Source material:
^^^^^^^^
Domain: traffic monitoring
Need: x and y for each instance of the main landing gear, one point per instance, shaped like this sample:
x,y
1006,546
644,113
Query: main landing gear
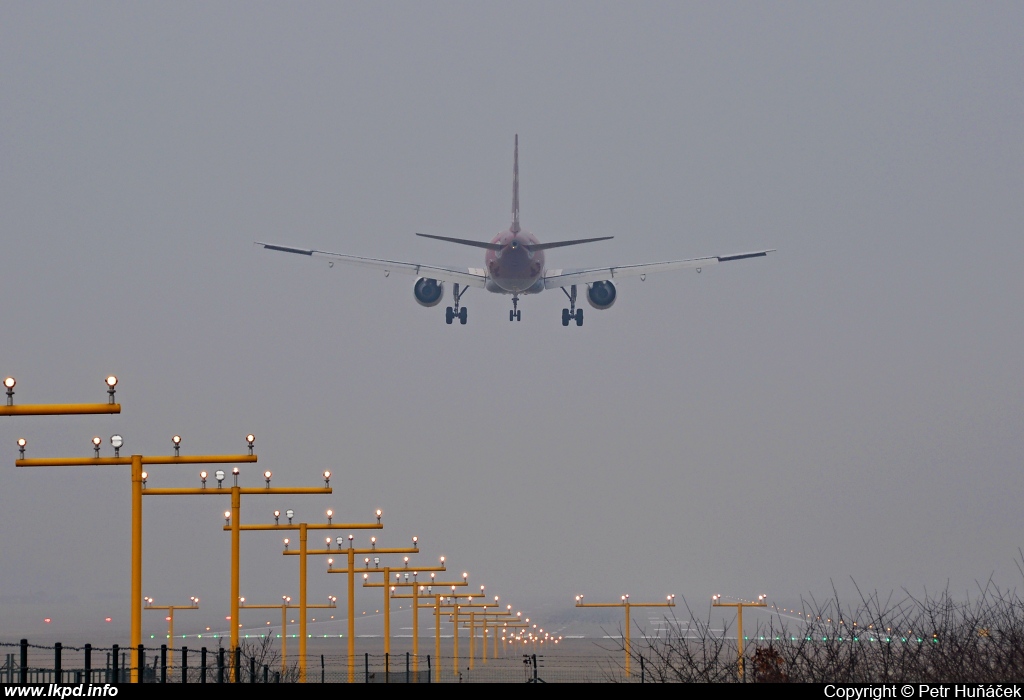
x,y
450,313
571,313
^^^^^^^^
Work instruction:
Please return each line of the listing exactly as written, excluding the images.

Task answer:
Domain: traffic monitoring
Need: x and y for each instance of the main landing gear, one point per instance, shaped like this sample:
x,y
1006,546
644,113
Query: main landing gear
x,y
450,313
571,313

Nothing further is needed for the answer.